• [What is needed] Convert the data in the stretch from the line containing "Refer to the image above and outline each chimney" through the line containing "[0,0,566,178]" into a two-column CSV with the headers text and answer. Give one row for each text and its answer, with each value in a single quoted field and line breaks replaced by spaces.

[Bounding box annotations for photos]
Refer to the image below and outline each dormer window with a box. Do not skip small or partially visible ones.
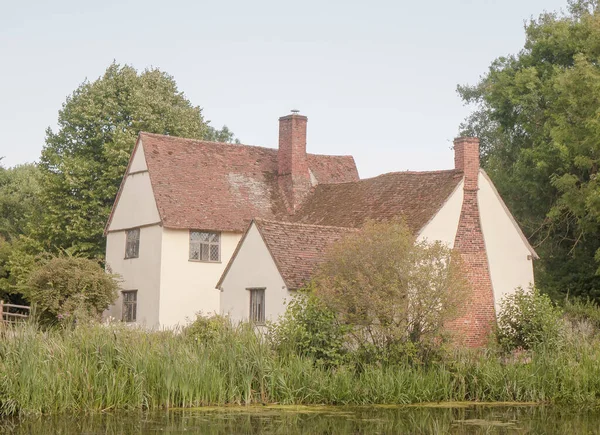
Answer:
[125,228,140,258]
[190,231,221,262]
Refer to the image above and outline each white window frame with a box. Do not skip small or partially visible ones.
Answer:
[246,287,267,325]
[125,228,141,259]
[121,290,137,323]
[188,230,221,263]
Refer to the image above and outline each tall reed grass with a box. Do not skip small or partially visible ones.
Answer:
[0,324,600,415]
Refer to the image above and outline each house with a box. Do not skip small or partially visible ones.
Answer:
[105,114,537,344]
[105,114,359,327]
[217,122,537,345]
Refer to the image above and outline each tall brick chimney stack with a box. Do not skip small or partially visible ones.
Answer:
[454,137,479,190]
[277,111,311,213]
[449,137,496,347]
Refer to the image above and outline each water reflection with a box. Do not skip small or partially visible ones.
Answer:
[0,406,600,435]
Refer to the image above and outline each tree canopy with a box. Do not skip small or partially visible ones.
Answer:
[458,0,600,299]
[32,63,234,258]
[0,164,41,241]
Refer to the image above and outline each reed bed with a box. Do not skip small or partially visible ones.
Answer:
[0,323,600,416]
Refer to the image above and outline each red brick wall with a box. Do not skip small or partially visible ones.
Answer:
[277,114,311,212]
[450,138,496,347]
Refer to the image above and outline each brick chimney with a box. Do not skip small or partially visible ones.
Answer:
[449,137,496,347]
[277,111,311,213]
[454,137,479,190]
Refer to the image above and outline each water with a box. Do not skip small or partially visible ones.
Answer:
[0,405,600,434]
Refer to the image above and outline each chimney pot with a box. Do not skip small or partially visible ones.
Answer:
[454,137,479,190]
[277,110,311,212]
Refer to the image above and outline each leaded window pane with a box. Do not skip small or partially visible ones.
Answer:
[190,231,221,261]
[125,228,140,258]
[210,245,219,261]
[122,290,137,322]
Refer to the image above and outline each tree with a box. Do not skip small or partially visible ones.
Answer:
[498,288,563,351]
[0,164,41,241]
[458,0,600,300]
[313,222,468,358]
[32,63,233,258]
[26,256,119,320]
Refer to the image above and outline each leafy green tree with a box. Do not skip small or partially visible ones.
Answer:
[458,0,600,300]
[32,63,233,258]
[0,164,41,241]
[204,125,240,144]
[498,288,563,351]
[268,286,348,367]
[26,256,119,321]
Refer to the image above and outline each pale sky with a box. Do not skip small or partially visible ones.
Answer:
[0,0,566,177]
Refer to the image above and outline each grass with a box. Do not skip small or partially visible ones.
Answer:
[0,316,600,416]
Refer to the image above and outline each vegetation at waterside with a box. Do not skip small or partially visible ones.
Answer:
[0,294,600,415]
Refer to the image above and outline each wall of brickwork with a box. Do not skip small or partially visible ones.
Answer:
[451,138,496,346]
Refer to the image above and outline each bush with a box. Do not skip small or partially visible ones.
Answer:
[269,290,346,366]
[26,256,119,321]
[564,299,600,331]
[313,221,468,362]
[183,313,233,344]
[498,287,563,351]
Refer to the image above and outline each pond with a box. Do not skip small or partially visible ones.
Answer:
[0,405,600,434]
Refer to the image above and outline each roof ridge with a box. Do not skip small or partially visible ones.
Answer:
[308,169,463,187]
[253,218,358,231]
[140,131,354,159]
[140,131,278,153]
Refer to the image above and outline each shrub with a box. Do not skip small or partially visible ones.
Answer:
[313,221,468,360]
[269,290,346,366]
[183,313,232,344]
[498,287,562,351]
[26,256,119,321]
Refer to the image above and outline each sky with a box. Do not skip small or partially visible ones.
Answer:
[0,0,566,178]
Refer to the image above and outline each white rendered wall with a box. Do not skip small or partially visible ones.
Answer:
[108,143,160,231]
[477,172,533,312]
[418,181,464,248]
[160,228,242,327]
[104,225,162,328]
[221,224,292,322]
[129,139,148,173]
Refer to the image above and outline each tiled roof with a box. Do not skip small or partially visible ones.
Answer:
[140,133,358,232]
[292,170,463,233]
[254,219,356,289]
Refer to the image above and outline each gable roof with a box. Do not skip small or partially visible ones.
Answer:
[292,170,463,233]
[217,219,357,290]
[139,133,358,232]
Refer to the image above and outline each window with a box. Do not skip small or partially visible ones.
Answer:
[190,231,221,262]
[125,228,140,258]
[121,290,137,322]
[248,288,265,325]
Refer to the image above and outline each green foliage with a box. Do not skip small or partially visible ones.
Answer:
[31,63,233,258]
[0,236,49,302]
[203,125,240,144]
[313,221,468,362]
[269,289,348,367]
[24,256,119,322]
[0,324,600,415]
[0,164,40,241]
[458,0,600,301]
[498,288,563,351]
[183,314,233,345]
[563,299,600,332]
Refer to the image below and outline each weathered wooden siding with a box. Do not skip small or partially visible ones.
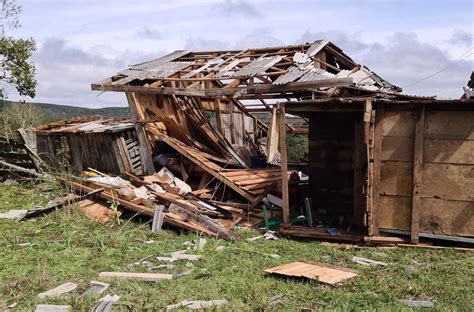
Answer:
[37,130,143,174]
[309,113,355,221]
[378,105,474,236]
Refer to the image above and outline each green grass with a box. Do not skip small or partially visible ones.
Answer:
[0,184,474,311]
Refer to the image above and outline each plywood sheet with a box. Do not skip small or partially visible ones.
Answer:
[379,195,412,231]
[381,136,414,162]
[421,164,474,201]
[382,110,416,137]
[264,261,357,285]
[423,139,474,165]
[420,198,474,237]
[380,161,413,196]
[425,111,474,140]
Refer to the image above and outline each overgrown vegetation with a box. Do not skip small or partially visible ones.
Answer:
[0,183,474,311]
[0,102,46,139]
[0,0,37,99]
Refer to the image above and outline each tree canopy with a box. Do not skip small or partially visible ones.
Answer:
[0,0,37,99]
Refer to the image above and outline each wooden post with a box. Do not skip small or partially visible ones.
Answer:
[351,115,366,227]
[151,205,165,233]
[367,103,385,236]
[411,104,425,244]
[126,92,155,174]
[214,98,225,137]
[277,103,290,224]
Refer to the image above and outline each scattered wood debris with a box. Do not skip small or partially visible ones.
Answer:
[91,295,120,312]
[82,281,110,296]
[166,299,228,311]
[400,300,434,308]
[264,261,358,285]
[0,209,28,221]
[352,256,387,266]
[99,272,173,282]
[37,282,77,299]
[268,293,287,305]
[35,304,71,312]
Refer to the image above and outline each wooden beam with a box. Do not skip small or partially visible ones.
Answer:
[214,99,225,137]
[411,105,425,244]
[126,93,155,174]
[367,104,385,236]
[351,117,365,228]
[206,78,352,96]
[91,78,353,98]
[277,103,290,224]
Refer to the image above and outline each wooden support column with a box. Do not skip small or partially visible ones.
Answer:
[411,104,425,244]
[126,92,155,174]
[277,103,290,224]
[214,98,225,137]
[351,117,366,227]
[367,103,385,236]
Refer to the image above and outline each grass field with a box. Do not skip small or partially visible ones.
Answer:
[0,184,474,311]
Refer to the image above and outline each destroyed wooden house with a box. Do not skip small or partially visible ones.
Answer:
[35,116,143,174]
[83,40,474,243]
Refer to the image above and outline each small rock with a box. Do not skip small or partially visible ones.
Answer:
[403,265,415,278]
[82,281,110,296]
[35,304,71,312]
[400,300,434,308]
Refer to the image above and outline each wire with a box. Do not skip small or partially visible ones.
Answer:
[402,47,474,88]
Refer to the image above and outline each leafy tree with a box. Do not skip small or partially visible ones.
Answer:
[0,0,37,99]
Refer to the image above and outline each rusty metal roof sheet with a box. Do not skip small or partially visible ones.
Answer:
[113,62,194,85]
[231,55,284,78]
[306,40,329,57]
[298,68,336,81]
[273,66,309,85]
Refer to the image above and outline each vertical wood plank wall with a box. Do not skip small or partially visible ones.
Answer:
[373,105,474,239]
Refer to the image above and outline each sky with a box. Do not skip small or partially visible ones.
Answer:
[8,0,474,108]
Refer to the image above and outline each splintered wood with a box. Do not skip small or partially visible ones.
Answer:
[264,261,357,285]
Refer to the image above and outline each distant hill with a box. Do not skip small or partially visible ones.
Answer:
[0,101,130,122]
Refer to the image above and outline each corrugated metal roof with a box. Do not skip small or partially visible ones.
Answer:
[231,55,285,78]
[273,66,309,85]
[298,68,336,81]
[215,57,250,77]
[130,50,190,71]
[183,57,224,78]
[306,40,329,57]
[112,62,194,85]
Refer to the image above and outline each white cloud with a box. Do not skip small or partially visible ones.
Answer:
[216,0,262,18]
[29,38,165,108]
[137,27,163,40]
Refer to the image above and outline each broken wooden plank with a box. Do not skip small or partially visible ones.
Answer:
[400,300,434,308]
[277,104,290,224]
[0,209,28,221]
[351,256,387,266]
[411,105,425,244]
[37,282,77,299]
[151,205,165,233]
[0,160,53,181]
[91,295,120,312]
[168,203,232,239]
[264,261,358,285]
[99,272,173,282]
[166,299,227,311]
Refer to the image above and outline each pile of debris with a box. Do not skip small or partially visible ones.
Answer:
[62,162,286,239]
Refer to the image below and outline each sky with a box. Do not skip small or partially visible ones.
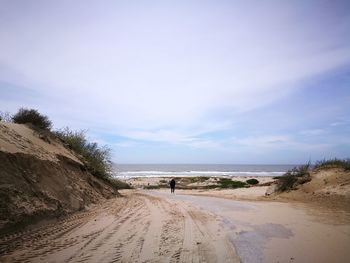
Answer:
[0,0,350,164]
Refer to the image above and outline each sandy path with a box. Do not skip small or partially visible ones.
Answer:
[0,191,350,262]
[0,194,238,262]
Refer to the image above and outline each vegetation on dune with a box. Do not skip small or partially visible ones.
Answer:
[246,178,259,185]
[0,108,131,189]
[107,177,132,190]
[314,158,350,171]
[55,127,112,178]
[12,108,52,131]
[218,178,247,188]
[0,111,12,122]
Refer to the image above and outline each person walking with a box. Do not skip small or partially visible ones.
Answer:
[170,178,176,194]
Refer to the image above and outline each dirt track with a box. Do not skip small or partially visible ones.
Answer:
[0,194,239,262]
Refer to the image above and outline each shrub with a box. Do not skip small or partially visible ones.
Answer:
[315,158,350,170]
[218,178,246,188]
[12,108,52,130]
[276,163,311,192]
[107,178,132,190]
[246,178,259,185]
[55,127,112,178]
[0,111,12,122]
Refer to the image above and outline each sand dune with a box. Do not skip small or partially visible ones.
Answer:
[0,191,350,262]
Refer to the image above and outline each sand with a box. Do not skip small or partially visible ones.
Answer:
[0,190,350,262]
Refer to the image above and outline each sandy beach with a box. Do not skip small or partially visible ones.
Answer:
[0,190,350,262]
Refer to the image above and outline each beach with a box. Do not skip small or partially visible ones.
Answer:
[0,190,350,262]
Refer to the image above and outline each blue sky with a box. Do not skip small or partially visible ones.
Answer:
[0,0,350,164]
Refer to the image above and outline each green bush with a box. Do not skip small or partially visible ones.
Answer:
[315,158,350,171]
[12,108,52,130]
[218,178,246,188]
[246,178,259,185]
[55,127,112,178]
[107,178,132,190]
[0,111,12,122]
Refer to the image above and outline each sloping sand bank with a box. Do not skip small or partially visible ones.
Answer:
[0,191,350,262]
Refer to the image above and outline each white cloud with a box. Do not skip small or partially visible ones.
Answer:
[0,3,350,134]
[300,129,327,136]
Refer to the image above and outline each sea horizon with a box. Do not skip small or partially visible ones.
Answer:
[113,164,296,178]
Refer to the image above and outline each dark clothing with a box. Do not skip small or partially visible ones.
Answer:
[170,179,176,193]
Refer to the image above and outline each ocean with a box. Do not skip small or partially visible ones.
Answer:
[113,164,295,179]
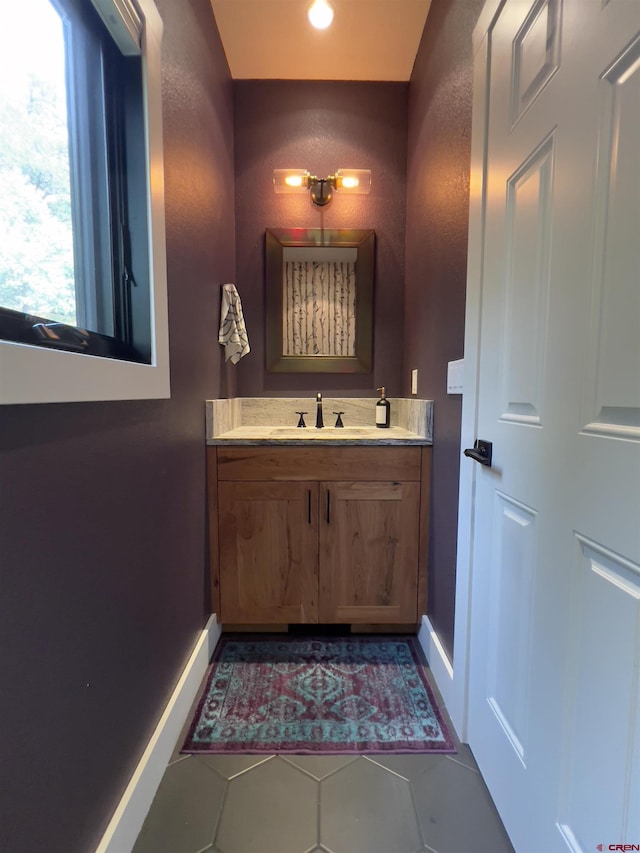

• [Answer to this problem]
text,answer
"Refer to the image above and outline each chimney pot with a box. Do not skip small or partially visible ones. Answer:","[454,137,479,190] [277,110,311,212]"
"Refer to the image above and outline each leaded window pane with a box. Do not skip small or partially visible ones. Answer:","[190,231,221,261] [125,228,140,258] [210,245,219,261] [122,290,137,322]"
"Refer to the image above and outline each tree with a box. Do not skip small or partially visible ones. Answer:","[498,288,563,351] [0,164,41,241] [458,0,600,300] [313,222,468,358] [32,63,233,258] [26,256,119,320]"
"Refer to the image above and outline each leafy green tree with a box. Do not skip small or partially visible ones. Answer:","[458,0,600,300] [32,63,233,258] [0,164,41,241] [204,125,240,144] [498,288,563,351] [268,286,348,367] [26,256,119,321]"
"Refer to the image above and outline each pale sky with a box. Do not skip small or partially visible ones. Answer:","[0,0,566,177]"
"Refer to the image above and outline each grass with a box. Do not skip small or partially visible ones. Answer:","[0,316,600,416]"
"Refer to the image above and outline each vegetation at waterside with a box. Do not skip small or partially visible ones. Answer:","[0,294,600,415]"
"Refer to the image above and outline each wall of brickwork with a box. Do not skip small or partially visible ones. Answer:","[451,138,496,346]"
"Refer to the image above and outline each bush with a box. Do not skip small or partially visible ones. Answer:","[269,290,346,366] [26,256,119,321] [564,299,600,331] [313,221,468,362] [183,313,233,344] [498,287,563,351]"
"Refer to the image above and outline each pond with a box. Do not skip small or partially visible ones. Answer:","[0,405,600,434]"
"Refer to the image above and outline each roof ridge with a box. Do not skip small or partially visible ones. Answer:","[308,169,463,187] [253,218,358,231] [140,131,354,159] [140,131,278,153]"
"Refer to the image above and outline each shrub with a box. Do not skip small or partially visible ones. Answer:","[313,221,468,360] [269,290,346,366] [183,313,232,344] [498,287,562,351] [26,256,119,321]"
"Refer to the image above and outline each sky with a box. Do not skip small or partially visible ones. Answer:","[0,0,566,178]"